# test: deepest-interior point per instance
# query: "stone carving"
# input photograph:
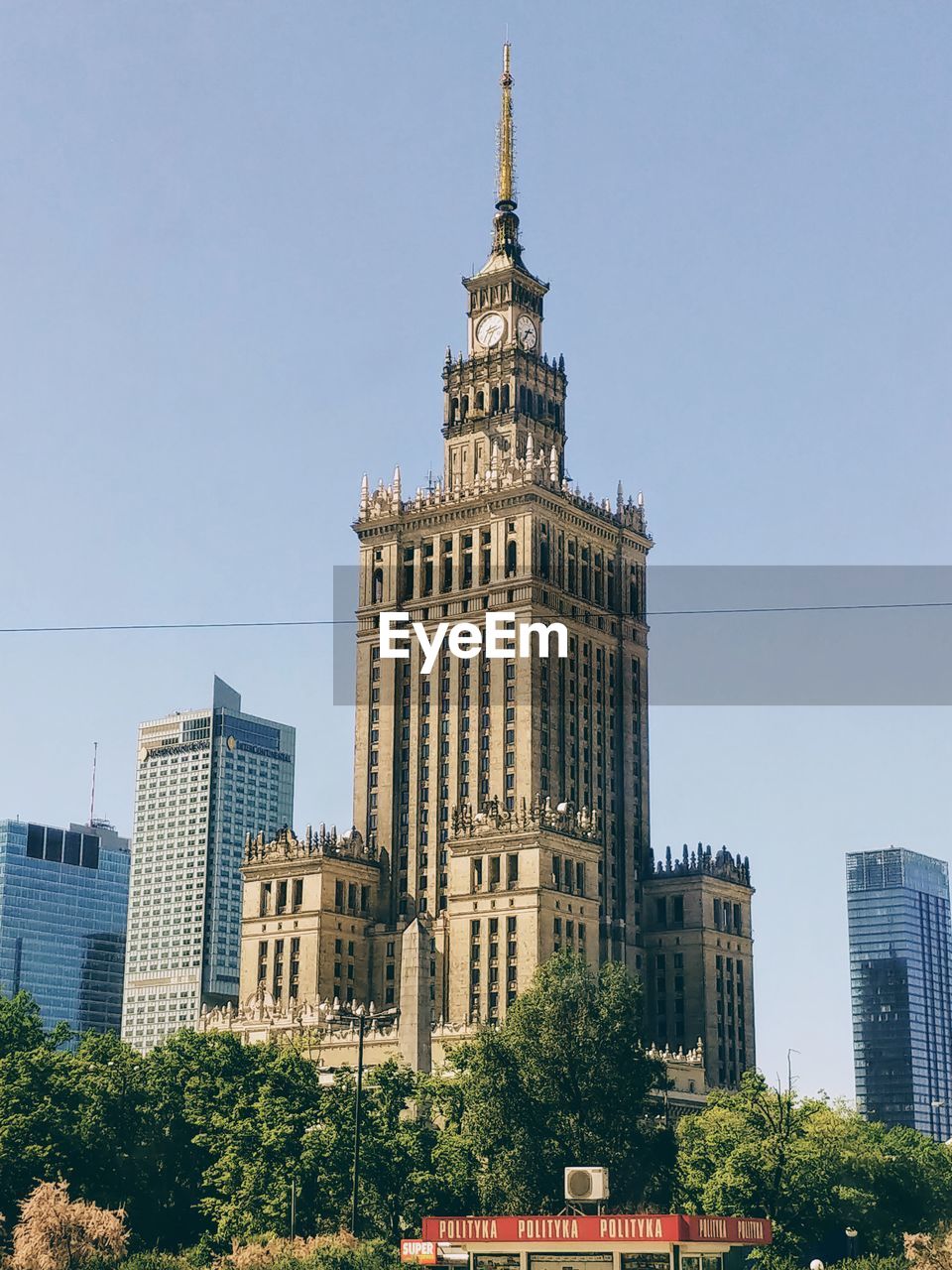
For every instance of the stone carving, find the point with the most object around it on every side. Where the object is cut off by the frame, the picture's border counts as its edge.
(322, 842)
(506, 471)
(492, 817)
(703, 861)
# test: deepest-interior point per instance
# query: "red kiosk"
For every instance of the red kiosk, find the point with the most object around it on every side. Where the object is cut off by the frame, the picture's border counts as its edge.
(571, 1241)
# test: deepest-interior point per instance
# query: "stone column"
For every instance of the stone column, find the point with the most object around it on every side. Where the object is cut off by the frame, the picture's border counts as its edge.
(416, 1029)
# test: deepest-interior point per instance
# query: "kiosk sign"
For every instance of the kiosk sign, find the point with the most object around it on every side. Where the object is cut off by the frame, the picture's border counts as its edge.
(421, 1251)
(619, 1228)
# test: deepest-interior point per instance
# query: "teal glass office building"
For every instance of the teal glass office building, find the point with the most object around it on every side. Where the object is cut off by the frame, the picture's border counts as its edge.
(63, 898)
(898, 959)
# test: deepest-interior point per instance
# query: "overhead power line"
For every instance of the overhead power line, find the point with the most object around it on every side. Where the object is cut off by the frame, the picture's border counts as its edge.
(352, 621)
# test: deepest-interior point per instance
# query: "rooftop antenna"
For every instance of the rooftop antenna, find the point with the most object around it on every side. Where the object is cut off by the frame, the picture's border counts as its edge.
(93, 793)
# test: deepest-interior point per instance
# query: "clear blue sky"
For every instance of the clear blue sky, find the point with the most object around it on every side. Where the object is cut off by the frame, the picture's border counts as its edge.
(231, 238)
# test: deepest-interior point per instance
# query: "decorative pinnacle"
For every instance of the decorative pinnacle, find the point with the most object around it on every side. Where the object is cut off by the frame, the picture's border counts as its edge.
(506, 187)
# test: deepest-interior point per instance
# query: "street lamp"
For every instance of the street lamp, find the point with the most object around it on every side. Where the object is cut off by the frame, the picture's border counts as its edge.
(362, 1019)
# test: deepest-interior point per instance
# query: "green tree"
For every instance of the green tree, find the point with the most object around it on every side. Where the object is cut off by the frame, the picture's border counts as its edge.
(563, 1080)
(413, 1165)
(814, 1169)
(255, 1142)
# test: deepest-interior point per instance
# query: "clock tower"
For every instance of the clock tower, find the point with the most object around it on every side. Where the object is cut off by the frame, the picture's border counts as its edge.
(504, 390)
(500, 804)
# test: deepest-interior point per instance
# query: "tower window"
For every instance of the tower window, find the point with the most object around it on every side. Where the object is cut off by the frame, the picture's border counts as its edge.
(511, 557)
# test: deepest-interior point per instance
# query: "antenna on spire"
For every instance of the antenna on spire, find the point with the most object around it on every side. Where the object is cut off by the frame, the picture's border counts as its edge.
(506, 187)
(93, 793)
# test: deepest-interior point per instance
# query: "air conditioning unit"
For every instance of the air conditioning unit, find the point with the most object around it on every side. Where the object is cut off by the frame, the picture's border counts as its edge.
(585, 1185)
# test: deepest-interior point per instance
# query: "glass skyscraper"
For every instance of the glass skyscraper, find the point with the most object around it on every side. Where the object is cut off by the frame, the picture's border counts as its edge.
(62, 920)
(204, 779)
(898, 961)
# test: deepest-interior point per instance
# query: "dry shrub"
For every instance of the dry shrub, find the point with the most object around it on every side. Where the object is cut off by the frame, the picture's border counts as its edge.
(262, 1256)
(56, 1233)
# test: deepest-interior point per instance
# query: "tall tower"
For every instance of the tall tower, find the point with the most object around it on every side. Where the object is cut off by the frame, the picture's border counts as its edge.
(62, 920)
(204, 779)
(507, 799)
(900, 973)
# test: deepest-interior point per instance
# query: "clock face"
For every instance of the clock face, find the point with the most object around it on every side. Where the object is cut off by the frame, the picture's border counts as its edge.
(490, 329)
(526, 331)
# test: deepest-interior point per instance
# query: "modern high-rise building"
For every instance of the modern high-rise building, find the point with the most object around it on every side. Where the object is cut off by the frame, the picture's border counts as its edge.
(898, 962)
(62, 920)
(204, 779)
(502, 804)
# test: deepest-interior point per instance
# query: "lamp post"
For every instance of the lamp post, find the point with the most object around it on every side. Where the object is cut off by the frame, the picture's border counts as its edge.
(362, 1019)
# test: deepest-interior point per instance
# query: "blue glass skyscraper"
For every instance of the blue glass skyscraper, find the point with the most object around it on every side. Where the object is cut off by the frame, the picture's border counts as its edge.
(898, 960)
(63, 897)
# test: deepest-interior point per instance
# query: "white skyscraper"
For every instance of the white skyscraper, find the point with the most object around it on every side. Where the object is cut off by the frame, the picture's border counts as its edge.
(204, 779)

________________

### WHAT THIS TASK INVOLVES
In your copy, repeat each record exactly and include no pictures.

### TASK RESULT
# test: deepest-interior point per instance
# query: "stone carving"
# input photograph:
For every instance of the stone carving, find the point with the most object around it on every side. Where the object is cut off by the frame, the picture's border counts as its edge.
(322, 842)
(506, 471)
(492, 817)
(703, 861)
# test: deepest-interior point per instance
# query: "red kiosk"
For every instance of the red kiosk, find the point with the most object around it on every side. Where the object is cut off by the frame, the picture's border counts as its edge.
(571, 1241)
# test: deepest-interior point per instance
# query: "stone column"
For every instance of the stone column, find the point with the most object around it on every side. Where the object is cut off by the frame, the picture's border counts as its edge.
(416, 1029)
# test: deepest-interior point per instance
# query: "kiosk sign"
For every instance of the kiosk sign, find the point with the most object around it on every side. Where the object is cut off by the frame, the picture's border counts as its edge.
(421, 1251)
(619, 1228)
# test: deepest-interior point per instance
# query: "teal glass office building"
For every instance of the teal glass office building, find the point with the most object around it on every side. Where the object is cut off by the frame, the picture's border counts as its edge.
(63, 898)
(898, 959)
# test: deepest-interior point per instance
# query: "overhead power line"
For every instance of the overhead power line, find the point with the most object around it on every side. Where the object is cut off by the frame, the picture's border counts as its edge.
(352, 621)
# test: deepest-interior point per instance
# query: "rooftop antenna"
For every instance of the rooftop antenna, find the point with the most object around it on every side. Where the object is cut off by the frame, the picture's border counts as its edge.
(93, 793)
# test: deepest-interior point per instance
# query: "clear blue sky"
For every instance of the clear blue sky, find the point with the most object around it on every side. Where the object is cut off by the frame, the picture's border counts as its edge.
(231, 238)
# test: deepest-interior point per instance
# query: "decorative pinnacle"
For every instance of the decorative pinnacle, find the point with the most object around it on every side. Where the object is cut off by the frame, the picture's border counts as its edge.
(506, 187)
# test: deepest-interior point per instance
# query: "street lamp"
For every instance of the street lamp, find the point with the most object around it on every side. Where the object is cut off by the frame, the picture's border counts as its edge.
(362, 1019)
# test: deepest-interior point per instance
# query: "green tree"
For every instance of the green tree, find the point with the most object around it on every side. Where the object is cut off by the frame, the picture's border counts as its edge.
(563, 1080)
(413, 1165)
(814, 1169)
(255, 1142)
# test: deepest-interior point per instance
# query: "clock tower"
For every instance of the clock tower, find the point with the most object around it on every side. Where the object is cut off by the frame, the picture's border counts as its edge.
(504, 390)
(500, 804)
# test: deepest-interior point per instance
# query: "tower window"
For every instance of the tower window, find the point with the most object around it on every side. Where the object is cut off by the frame, the picture's border counts as its edge.
(511, 557)
# test: deepest-interior point per instance
# query: "antenna on spire"
For every instance of the antenna on spire, find the point with the most object around it on every side. Where the object is cut off by the frame, the picture's border counts as its edge.
(506, 187)
(93, 793)
# test: deepest-interior point per instance
# query: "air conditioning unit"
For every instance of the air conditioning unit, find the point with the most object around it on every side. Where the object is cut off by the frame, the picture's border counts as its edge.
(585, 1185)
# test: deepest-interior point per instance
# query: "glass skyscraper"
For every instance of the glass skyscraper, find the point with the most object around it on every side. Where the object is cut off by the frame, the picture's border counts as its edge.
(62, 920)
(204, 779)
(898, 961)
# test: deepest-interior point per instance
# query: "dry shrub"
For every instance of the dry shrub, find the point with the most object around it on every side. Where the object is cut off by the frame, the picture's border counts as its edge.
(262, 1256)
(56, 1233)
# test: deepest-interior point per instance
# query: "tall tower"
For every instance of the tall tower, find the point with the most object around it on every side. Where the object is cut off by the frame, the picture's border counts as its edge.
(62, 920)
(204, 779)
(507, 799)
(900, 973)
# test: deepest-interior point per instance
# query: "clock face"
For every instance of the clock face, find the point with the most object around it on every side. Where the object is cut off by the frame, the picture's border counts as its edge.
(490, 329)
(526, 331)
# test: deepest-interior point per instance
# query: "modern high-rise building"
For every instance of the modern high-rise building, find the point with the most object around it on every side. Where the object is cut off by the frame, the picture's border counts as its edge.
(898, 962)
(62, 920)
(204, 779)
(502, 804)
# test: deepest-interior point per instance
# query: "lamp post"
For every instance of the lamp post, find the point with the most object around it on every side. Where the object is cut off by the frame, the picture's border counts as its edge.
(362, 1019)
# test: deepest-interior point per instance
# query: "blue glass skyscraper"
For every instance of the blue glass skyscraper, find the point with the most object around it on every side. Where the object is cut off by the frame, the picture's border counts as its edge.
(898, 960)
(63, 897)
# test: deepest-interior point per instance
# query: "white skyscraper"
For every instance of the white skyscraper, find the point with the most object around it on every side. Where the object is cut off by the frame, the picture's border counts as its edge.
(204, 779)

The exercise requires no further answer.